Problem description:
Rewrite the rows below as a Markdown table with two columns, No. and Text, numbering each line and skipping blank lines. Leave the pictures out of the table.
• • • • • • •
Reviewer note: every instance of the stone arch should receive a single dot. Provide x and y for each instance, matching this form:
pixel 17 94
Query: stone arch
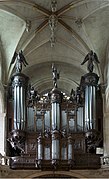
pixel 56 174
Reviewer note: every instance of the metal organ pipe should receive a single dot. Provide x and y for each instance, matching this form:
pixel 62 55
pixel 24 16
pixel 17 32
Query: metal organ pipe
pixel 19 82
pixel 55 133
pixel 90 82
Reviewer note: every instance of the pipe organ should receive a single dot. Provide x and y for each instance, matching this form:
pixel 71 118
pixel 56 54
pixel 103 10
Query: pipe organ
pixel 53 131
• • • • • • •
Task output:
| No. | Text |
|---|---|
| 1 | Reviewer note: every instance of the stone arch should receive a single dot. Provide x and y for each instance, matching this form: |
| 2 | pixel 17 94 |
| 3 | Query: stone arch |
| 4 | pixel 56 174 |
| 5 | Reviewer note: every instance of the metal organ pipe should receive a single dot. Provide x and y for each instance, matching this form: |
| 6 | pixel 62 55 |
| 7 | pixel 24 16 |
| 8 | pixel 17 32 |
| 9 | Query: metal organ pipe |
| 10 | pixel 19 82 |
| 11 | pixel 55 133 |
| 12 | pixel 90 82 |
| 13 | Reviewer note: every instance of the pipe organ should receive a single dot. Provide x and y for each instance, matching this form: |
| 14 | pixel 71 118 |
| 15 | pixel 56 54 |
| 16 | pixel 103 10 |
| 17 | Query: pipe organ |
| 18 | pixel 53 131 |